Start of Data for this exercise
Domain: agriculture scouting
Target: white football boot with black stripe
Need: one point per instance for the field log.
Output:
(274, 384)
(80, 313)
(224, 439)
End of Data for this exercise
◆ Assigned task:
Leave out every line before the one containing "Target: white football boot with black stripe". Transcribe that line and all lines after it through the end of the data above, exactly.

◆ Response area:
Target: white football boot with black stripe
Need: one point per instance for the field log.
Output:
(274, 384)
(80, 313)
(224, 439)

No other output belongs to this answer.